• _SUPPLIED PASSAGE_
───

More recent proposals are pushing for supply chains to be considered as an essential element of preparedness within proposals for a new Pandemic Preparedness Treaty (WHO 2021). Specifically, proposals call for agreeing to pre-specifications on quality assurance that would lower standards in the event of a crisis, thereby allowing smaller players to enter the market more easily, greater strategic investment in infrastructure, increased financing for preparedness and open data systems, and using regional blocs to harmonise purchases in order to ensure that the just-in-time model can work better during a crisis (Secretariat of the IPPR 2022).

Challenging Neoliberal Geo-legality of Preparedness and Supply Chains?

Like direct government intervention and increased spending that have been key features of crisis management, the moves towards reorienting supply chains and geographies of production appear to challenge the trade-oriented neoliberal status quo to which global supply chains have been so central. Indeed, nationalisation of supply chains has been advocated by scholars critical of the localised social and environmental impacts of global production (Cutler 2020). However, in our three country studies, the benefits of these reorientation efforts have so far not been widely distributed among different local economic actors/producers, with larger firms being better positioned to take advantage of the public financial supports. Moreover, the practical realities of reshoring and nationalising supply chains are quite complicated and questions about costs and efficiency have already resurfaced in the US and Canada alike. Given that components and raw materials that go into both the basic and the more specialist medical products are also globally sourced, moves towards reshored production are unlikely to fully disrupt global circulation of raw materials (Hopewell and Tafel 2020).

───

• _PROVIDED DATA_
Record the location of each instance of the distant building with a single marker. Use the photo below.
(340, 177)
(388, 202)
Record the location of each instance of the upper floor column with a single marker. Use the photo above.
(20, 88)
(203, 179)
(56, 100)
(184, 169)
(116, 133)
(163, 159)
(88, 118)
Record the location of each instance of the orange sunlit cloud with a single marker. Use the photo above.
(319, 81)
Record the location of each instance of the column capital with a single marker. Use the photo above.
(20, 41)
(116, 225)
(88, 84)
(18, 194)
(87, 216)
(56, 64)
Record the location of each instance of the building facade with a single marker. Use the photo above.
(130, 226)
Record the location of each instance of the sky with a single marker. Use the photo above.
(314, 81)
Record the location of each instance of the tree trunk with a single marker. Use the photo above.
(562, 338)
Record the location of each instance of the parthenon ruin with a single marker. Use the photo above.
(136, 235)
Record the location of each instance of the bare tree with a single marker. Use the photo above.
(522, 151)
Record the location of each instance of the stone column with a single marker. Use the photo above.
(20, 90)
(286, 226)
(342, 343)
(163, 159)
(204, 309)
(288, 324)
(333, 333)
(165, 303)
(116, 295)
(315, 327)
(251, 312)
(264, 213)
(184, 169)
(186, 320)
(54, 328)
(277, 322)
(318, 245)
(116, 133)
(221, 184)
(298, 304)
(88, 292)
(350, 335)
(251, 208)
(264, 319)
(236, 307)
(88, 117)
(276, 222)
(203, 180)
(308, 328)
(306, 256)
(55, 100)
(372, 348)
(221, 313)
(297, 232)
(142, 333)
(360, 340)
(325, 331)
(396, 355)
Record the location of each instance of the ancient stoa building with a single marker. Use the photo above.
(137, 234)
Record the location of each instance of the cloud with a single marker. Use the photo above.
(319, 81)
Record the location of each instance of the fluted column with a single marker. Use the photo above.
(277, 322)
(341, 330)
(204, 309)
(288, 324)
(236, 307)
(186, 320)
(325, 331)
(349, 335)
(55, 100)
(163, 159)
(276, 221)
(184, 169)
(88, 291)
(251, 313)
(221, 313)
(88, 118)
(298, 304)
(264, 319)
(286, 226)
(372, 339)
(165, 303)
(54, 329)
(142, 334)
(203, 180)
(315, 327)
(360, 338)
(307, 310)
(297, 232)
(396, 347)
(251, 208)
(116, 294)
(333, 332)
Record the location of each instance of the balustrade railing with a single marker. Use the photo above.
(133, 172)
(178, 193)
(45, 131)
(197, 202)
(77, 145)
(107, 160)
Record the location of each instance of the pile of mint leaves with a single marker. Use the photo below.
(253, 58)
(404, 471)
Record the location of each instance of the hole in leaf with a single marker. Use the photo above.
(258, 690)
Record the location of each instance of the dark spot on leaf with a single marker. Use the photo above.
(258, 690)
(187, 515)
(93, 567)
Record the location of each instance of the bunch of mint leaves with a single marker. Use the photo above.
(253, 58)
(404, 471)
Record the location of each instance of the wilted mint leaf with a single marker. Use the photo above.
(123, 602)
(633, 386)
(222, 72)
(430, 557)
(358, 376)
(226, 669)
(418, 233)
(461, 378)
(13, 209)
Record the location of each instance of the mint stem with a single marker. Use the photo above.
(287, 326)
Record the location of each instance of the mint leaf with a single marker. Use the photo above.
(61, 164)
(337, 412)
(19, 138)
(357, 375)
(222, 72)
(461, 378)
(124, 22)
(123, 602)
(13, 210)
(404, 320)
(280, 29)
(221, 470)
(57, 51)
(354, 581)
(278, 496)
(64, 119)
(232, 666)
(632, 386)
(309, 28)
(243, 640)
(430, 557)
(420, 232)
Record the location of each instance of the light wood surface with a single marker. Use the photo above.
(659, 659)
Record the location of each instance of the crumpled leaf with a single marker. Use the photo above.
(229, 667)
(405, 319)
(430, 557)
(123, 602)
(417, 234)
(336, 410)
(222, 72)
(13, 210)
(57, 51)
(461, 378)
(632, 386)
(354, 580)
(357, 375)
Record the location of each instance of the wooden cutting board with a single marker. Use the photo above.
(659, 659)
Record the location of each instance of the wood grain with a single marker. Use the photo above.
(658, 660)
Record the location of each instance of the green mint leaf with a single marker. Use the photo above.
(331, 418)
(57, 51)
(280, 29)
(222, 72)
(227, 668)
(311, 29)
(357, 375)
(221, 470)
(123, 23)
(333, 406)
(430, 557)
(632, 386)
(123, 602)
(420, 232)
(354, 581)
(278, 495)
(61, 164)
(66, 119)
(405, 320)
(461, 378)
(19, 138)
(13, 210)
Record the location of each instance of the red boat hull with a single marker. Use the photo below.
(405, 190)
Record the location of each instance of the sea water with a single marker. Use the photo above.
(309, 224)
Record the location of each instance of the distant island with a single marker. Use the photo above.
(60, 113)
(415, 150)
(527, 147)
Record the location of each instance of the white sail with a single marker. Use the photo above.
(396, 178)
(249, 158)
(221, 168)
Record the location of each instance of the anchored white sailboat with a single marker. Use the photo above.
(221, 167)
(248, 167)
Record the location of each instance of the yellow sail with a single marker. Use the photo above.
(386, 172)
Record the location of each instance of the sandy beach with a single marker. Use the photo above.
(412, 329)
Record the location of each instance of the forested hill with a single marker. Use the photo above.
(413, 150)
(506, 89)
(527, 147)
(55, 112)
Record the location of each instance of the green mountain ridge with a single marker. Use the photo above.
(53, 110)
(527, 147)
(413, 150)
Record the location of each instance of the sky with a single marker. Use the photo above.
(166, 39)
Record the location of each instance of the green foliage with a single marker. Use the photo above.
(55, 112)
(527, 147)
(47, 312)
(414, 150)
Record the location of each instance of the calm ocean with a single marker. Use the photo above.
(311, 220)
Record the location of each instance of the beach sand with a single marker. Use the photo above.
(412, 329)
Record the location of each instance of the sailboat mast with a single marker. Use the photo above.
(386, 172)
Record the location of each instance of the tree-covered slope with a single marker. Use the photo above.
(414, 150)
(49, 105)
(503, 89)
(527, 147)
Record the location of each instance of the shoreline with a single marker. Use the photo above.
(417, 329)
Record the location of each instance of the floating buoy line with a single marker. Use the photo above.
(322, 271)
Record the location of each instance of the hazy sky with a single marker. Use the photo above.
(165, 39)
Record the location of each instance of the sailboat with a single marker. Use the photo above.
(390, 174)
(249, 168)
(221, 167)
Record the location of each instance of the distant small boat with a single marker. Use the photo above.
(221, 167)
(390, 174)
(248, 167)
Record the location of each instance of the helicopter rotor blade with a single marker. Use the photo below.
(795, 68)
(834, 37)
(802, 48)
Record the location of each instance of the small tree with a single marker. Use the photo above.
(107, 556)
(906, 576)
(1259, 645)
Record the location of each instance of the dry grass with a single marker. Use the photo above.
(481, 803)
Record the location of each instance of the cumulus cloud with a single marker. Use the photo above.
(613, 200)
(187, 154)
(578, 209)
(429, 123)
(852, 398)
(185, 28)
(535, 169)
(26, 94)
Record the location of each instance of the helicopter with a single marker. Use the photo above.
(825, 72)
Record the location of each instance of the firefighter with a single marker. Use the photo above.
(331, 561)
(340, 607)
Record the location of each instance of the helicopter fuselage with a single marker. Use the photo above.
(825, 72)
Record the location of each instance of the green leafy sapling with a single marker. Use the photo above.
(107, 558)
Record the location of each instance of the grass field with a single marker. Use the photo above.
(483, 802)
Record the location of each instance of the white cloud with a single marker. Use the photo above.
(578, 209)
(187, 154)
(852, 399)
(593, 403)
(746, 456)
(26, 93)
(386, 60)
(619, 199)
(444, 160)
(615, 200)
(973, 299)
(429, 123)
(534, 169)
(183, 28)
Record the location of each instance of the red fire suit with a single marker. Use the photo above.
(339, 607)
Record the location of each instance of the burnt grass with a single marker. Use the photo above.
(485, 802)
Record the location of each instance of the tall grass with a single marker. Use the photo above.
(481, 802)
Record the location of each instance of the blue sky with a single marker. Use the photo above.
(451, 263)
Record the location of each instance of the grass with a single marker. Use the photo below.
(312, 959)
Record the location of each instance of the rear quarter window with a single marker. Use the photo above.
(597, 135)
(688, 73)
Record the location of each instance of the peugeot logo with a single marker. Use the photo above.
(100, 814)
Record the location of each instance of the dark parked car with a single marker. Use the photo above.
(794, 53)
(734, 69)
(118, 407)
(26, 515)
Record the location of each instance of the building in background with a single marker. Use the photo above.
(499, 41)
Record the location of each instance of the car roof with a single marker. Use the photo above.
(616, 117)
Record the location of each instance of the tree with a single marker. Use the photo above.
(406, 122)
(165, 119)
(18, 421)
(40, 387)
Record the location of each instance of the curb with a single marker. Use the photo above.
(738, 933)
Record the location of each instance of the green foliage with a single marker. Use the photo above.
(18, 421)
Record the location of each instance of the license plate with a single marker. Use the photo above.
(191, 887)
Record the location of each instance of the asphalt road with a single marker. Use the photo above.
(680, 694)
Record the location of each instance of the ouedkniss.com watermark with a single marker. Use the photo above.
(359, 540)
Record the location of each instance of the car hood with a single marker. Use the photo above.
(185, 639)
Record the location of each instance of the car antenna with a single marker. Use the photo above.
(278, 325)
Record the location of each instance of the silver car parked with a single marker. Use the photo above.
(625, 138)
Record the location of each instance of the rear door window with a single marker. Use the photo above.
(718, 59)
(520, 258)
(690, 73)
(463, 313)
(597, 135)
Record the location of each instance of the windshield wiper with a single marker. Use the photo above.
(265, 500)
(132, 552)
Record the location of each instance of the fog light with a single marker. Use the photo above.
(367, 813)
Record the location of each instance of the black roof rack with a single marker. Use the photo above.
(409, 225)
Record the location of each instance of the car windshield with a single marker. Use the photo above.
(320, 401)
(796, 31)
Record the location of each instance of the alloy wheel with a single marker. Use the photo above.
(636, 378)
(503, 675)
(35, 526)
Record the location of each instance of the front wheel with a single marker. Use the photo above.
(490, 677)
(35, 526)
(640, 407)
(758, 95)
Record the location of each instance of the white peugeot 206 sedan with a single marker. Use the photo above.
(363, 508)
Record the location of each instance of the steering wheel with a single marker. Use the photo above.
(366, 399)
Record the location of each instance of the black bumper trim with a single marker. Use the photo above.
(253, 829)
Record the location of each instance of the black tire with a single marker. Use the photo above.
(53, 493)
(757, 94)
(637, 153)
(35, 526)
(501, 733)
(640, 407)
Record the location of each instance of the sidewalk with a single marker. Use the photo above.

───

• _ACTION ITEM 1_
Do these statements agree with the passage on supply chains and pandemic preparedness? For each, answer yes or no and quote the deciding words of the passage. (a) The proposals call for quality assurance pre-specifications that would raise standards during a crisis. (b) In the three country studies, larger firms were better placed to benefit from public financial supports. (c) Reshored production is expected to fully disrupt the global circulation of raw materials.
• _ACTION ITEM 2_
Proceed with the passage on supply chains and pandemic preparedness, starting after its last sentence.
The records are separate material from the passage on supply chains and pandemic preparedness.

• _TASK OUTPUT 1_
(a) No: "pre-specifications on quality assurance that would lower standards in the event of a crisis"
(b) Yes: "with larger firms being better positioned to take advantage of the public financial supports"
(c) No: "moves towards reshored production are unlikely to fully disrupt global circulation of raw materials"

• _TASK OUTPUT 2_
While smarter stockpiling and technology-enhanced sourcing solutions promise to improve transparency and communication in the just-in-time model, they work on the assumption that the problems of supply chains were largely created by intermediaries (middlemen, procurement consultants, etc.) and so the problem will be resolved when technology connects end users such as hospitals and manufacturers and is comprehensive enough to survey the entire eco-system of supply chains using more reliable predictive modelling chains. However, while the use of technology can help with purchasing efficiencies, inventory oversight, and better distribution and thus help avoid depletion and waste (i.e. supply expiry), it does not address the problem of sufficient public funding which was one of the key factors that contributed to the stockpile failures during this latest pandemic. Nor does making stockpiles in northern countries more robust necessarily guarantee pandemic preparedness at a global scale, given limited resources and capacities in lower income countries.

The calls for regulatory coherence also miss the broader systemic problems inherent in governing supply chains through a neoliberal framework, prioritising technical fixes that strengthen aspects of law without addressing the wider logic that seeks to ensure minimal disruption to trade. Many of these models appear to aim at making existing processes more efficient without critically reflecting on and addressing the unique nature of medical supply chains and the centrality of their care-facilitating function.

The insufficiency of the above proposals, combined with questions of equity in access and capacity, have prompted calls on states to think beyond this particular crisis and to instead hone in on the systemic problems that underlie medical supply issues. As they point out, the problems of unfair competition at the expense of cheaper generics and the proliferation of complex networks that rely on middlemen have been endemic to the neoliberal model of global medical supply. Therefore, possible reforms need to focus on developing medical products capable of being reused that include free and open hardware which enables other manufacturers to make them easily in moments of crisis and challenges broader ideas around intellectual property ownership by companies who currently make medical supplies (Miller et al. 2021). This could be through the use of patent pools in which patents are shared for a common objective or creative common licenses which enable a larger number of manufacturers to make medical supplies. Once goods are produced, these should also be distributed equally through pool mechanisms as opposed to competitive procurement in order to ensure that countries get them based on need as opposed to resources during health emergencies (Sinha et al. 2020).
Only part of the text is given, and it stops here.